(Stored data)
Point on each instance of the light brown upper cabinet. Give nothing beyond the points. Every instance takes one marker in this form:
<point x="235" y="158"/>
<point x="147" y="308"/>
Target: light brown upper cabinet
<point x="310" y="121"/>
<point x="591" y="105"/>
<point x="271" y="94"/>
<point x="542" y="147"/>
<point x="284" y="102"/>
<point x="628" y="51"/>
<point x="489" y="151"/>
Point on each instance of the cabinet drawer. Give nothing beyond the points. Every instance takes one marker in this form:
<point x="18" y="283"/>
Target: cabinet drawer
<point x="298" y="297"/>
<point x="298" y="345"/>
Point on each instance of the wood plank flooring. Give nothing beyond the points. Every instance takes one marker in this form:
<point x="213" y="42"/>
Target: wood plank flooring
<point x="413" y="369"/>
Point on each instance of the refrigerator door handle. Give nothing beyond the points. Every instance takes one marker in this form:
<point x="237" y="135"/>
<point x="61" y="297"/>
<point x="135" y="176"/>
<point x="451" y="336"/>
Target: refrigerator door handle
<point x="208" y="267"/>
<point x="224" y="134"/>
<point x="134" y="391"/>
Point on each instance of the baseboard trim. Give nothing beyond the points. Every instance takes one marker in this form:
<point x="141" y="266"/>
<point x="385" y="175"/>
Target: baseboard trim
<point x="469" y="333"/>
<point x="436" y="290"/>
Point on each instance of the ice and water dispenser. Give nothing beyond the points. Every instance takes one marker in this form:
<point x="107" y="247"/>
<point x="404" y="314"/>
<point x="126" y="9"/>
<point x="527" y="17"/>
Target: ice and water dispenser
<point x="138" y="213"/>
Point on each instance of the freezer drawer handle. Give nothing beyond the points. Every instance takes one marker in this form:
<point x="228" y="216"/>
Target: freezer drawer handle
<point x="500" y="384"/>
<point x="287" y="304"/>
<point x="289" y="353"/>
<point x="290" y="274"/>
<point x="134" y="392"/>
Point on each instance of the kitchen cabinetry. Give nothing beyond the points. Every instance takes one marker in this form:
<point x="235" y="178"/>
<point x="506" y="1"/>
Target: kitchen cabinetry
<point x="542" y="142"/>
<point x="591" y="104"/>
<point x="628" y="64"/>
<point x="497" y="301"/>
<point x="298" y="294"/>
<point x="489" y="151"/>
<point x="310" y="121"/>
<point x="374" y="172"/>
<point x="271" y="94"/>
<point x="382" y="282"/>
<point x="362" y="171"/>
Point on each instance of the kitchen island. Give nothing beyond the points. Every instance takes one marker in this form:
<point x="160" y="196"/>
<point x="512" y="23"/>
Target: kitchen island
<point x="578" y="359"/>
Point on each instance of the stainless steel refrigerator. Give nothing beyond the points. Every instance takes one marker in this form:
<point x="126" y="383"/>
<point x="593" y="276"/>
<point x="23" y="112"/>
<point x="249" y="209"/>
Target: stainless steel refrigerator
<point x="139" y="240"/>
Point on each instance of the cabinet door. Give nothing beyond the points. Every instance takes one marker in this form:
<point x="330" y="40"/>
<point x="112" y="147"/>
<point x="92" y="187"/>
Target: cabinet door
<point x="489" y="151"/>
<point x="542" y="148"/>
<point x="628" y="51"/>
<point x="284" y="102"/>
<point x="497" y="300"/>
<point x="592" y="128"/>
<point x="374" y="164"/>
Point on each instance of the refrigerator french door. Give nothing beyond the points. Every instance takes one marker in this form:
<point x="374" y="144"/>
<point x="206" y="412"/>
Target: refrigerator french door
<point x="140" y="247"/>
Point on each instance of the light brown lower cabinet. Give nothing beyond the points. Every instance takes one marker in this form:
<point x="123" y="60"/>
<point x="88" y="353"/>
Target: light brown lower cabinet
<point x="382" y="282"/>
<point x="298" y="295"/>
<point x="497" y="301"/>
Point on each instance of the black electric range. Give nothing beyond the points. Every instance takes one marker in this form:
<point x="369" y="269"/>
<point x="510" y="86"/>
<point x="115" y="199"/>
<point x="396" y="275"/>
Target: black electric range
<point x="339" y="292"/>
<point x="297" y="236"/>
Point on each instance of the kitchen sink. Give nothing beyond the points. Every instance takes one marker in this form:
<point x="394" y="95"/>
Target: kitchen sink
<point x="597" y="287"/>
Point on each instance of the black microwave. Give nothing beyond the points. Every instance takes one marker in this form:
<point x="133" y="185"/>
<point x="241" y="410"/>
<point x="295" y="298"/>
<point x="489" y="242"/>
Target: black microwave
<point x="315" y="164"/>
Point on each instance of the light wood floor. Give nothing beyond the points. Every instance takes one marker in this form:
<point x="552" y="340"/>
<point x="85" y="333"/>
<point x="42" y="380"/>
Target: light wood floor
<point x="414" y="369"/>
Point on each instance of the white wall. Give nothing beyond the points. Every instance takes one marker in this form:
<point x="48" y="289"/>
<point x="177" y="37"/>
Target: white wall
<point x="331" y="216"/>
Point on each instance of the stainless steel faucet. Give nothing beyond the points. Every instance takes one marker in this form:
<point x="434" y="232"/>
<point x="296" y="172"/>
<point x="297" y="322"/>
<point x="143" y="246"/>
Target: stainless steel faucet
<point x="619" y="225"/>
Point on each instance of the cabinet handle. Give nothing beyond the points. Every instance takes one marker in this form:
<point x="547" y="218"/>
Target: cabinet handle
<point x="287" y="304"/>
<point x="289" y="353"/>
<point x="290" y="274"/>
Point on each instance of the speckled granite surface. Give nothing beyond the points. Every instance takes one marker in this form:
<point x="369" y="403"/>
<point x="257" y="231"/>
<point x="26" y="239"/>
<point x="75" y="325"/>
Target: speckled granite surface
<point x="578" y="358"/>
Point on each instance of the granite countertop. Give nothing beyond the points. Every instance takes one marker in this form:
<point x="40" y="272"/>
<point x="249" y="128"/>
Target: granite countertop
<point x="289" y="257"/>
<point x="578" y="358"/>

== WORK REQUEST ==
Transcribe the data above completely and exactly.

== WRITTEN REPLY ==
Point on each instance of the light brown upper cabinet. Give nothing beyond the points. Every instance takes one marker in this form:
<point x="235" y="158"/>
<point x="147" y="308"/>
Target: light brown upper cabinet
<point x="310" y="121"/>
<point x="591" y="105"/>
<point x="271" y="94"/>
<point x="542" y="147"/>
<point x="284" y="102"/>
<point x="628" y="51"/>
<point x="489" y="151"/>
Point on each instance of the cabinet drawer. Give nothing beyond the points. Every instance takes one marker in this form:
<point x="18" y="283"/>
Target: cabinet drawer
<point x="298" y="297"/>
<point x="298" y="345"/>
Point on each instance of the wood plank flooring. Give nothing beyond the points. Every instance takes one marker in this form:
<point x="213" y="42"/>
Target: wood plank flooring
<point x="413" y="369"/>
Point on each instance of the refrigerator door handle. Give nothing beyond the points. Every instance takes one marker in this form:
<point x="237" y="135"/>
<point x="61" y="297"/>
<point x="135" y="176"/>
<point x="451" y="336"/>
Target: refrigerator door handle
<point x="208" y="267"/>
<point x="224" y="134"/>
<point x="134" y="391"/>
Point on each instance of the baseboard trim. Give nothing beyond the points. Every instance takes one marker in this form:
<point x="141" y="266"/>
<point x="385" y="175"/>
Target: baseboard trim
<point x="469" y="333"/>
<point x="436" y="290"/>
Point on each instance of the ice and water dispenser. Give nothing beyond the points. Every instance takes one marker in this form:
<point x="107" y="247"/>
<point x="404" y="314"/>
<point x="126" y="9"/>
<point x="527" y="17"/>
Target: ice and water dispenser
<point x="138" y="213"/>
Point on each instance of the freezer drawer handle. Give nothing beyond the points. Every instance takes one marker in this form:
<point x="228" y="216"/>
Target: freezer drawer handle
<point x="500" y="384"/>
<point x="287" y="304"/>
<point x="289" y="353"/>
<point x="290" y="274"/>
<point x="134" y="392"/>
Point on each instance of the kitchen cabinetry. Give nothing beyond the points. Every instance takes one marker in this form:
<point x="235" y="178"/>
<point x="506" y="1"/>
Target: kitchen cabinetry
<point x="542" y="142"/>
<point x="591" y="104"/>
<point x="628" y="64"/>
<point x="497" y="301"/>
<point x="298" y="294"/>
<point x="489" y="151"/>
<point x="310" y="121"/>
<point x="374" y="172"/>
<point x="271" y="94"/>
<point x="382" y="282"/>
<point x="362" y="171"/>
Point on each instance of the kitchen island. Give nothing beyond the points. Every instance takes one marker in this form:
<point x="160" y="196"/>
<point x="512" y="23"/>
Target: kitchen island
<point x="578" y="359"/>
Point on each instance of the stainless steel refrigerator. Give nothing beyond the points. Every instance takes one marker in this form:
<point x="126" y="383"/>
<point x="593" y="276"/>
<point x="23" y="112"/>
<point x="249" y="209"/>
Target: stainless steel refrigerator
<point x="139" y="240"/>
Point on each instance of the cabinet door. Give nothing beyond the points. Every instance takes one marker in this form:
<point x="330" y="40"/>
<point x="112" y="147"/>
<point x="92" y="187"/>
Target: cabinet door
<point x="489" y="151"/>
<point x="542" y="148"/>
<point x="628" y="51"/>
<point x="284" y="102"/>
<point x="497" y="300"/>
<point x="592" y="128"/>
<point x="374" y="164"/>
Point on each instance of the refrigerator french door. Give nothing beyond the points. Every instance takes one marker in this form:
<point x="374" y="144"/>
<point x="206" y="412"/>
Target: refrigerator french door
<point x="140" y="247"/>
Point on each instance of the light brown lower cabinet. Give nothing beyond the points. Every instance takes one marker in this form:
<point x="123" y="60"/>
<point x="88" y="353"/>
Target: light brown lower cabinet
<point x="382" y="282"/>
<point x="298" y="295"/>
<point x="497" y="301"/>
Point on each instance of the black electric range. Give nothing beyond the points. Every instance takes one marker in this form:
<point x="369" y="269"/>
<point x="510" y="86"/>
<point x="115" y="199"/>
<point x="396" y="275"/>
Target: black electric range
<point x="339" y="292"/>
<point x="297" y="236"/>
Point on each instance of the kitchen sink. Give nothing beyond the points. Every instance takes one marker in this form:
<point x="394" y="95"/>
Target: kitchen sink
<point x="597" y="287"/>
Point on each instance of the black microwave. Give nothing beyond the points. Every instance takes one marker in this form:
<point x="133" y="185"/>
<point x="241" y="410"/>
<point x="295" y="298"/>
<point x="489" y="242"/>
Target: black microwave
<point x="315" y="164"/>
Point on each instance of the light wood floor. Give nothing beyond the points. Every instance takes one marker in this form:
<point x="552" y="340"/>
<point x="85" y="333"/>
<point x="42" y="380"/>
Target: light wood floor
<point x="414" y="369"/>
Point on each instance of the white wall. Give nothing beyond the points. Every instance takes one marker in this form:
<point x="48" y="289"/>
<point x="177" y="37"/>
Target: white wall
<point x="331" y="216"/>
Point on each instance of the stainless steel faucet. Give nothing beyond the points. Every instance takes one marker in this form:
<point x="434" y="232"/>
<point x="296" y="172"/>
<point x="297" y="322"/>
<point x="143" y="246"/>
Target: stainless steel faucet
<point x="619" y="225"/>
Point on each instance of the cabinet handle. Give nothing beyond the points. Every instance takes one marker in this form:
<point x="547" y="218"/>
Target: cabinet handle
<point x="287" y="304"/>
<point x="289" y="353"/>
<point x="290" y="274"/>
Point on each instance of the speckled granite surface. Give nothing beyond the points. Every instance takes one marker in this form:
<point x="369" y="403"/>
<point x="257" y="231"/>
<point x="26" y="239"/>
<point x="75" y="325"/>
Target: speckled granite surface
<point x="578" y="358"/>
Point on each instance of the granite countertop. Give nothing beyond the points. Every instance takes one marker in this form:
<point x="40" y="272"/>
<point x="249" y="128"/>
Target: granite countertop
<point x="289" y="257"/>
<point x="578" y="358"/>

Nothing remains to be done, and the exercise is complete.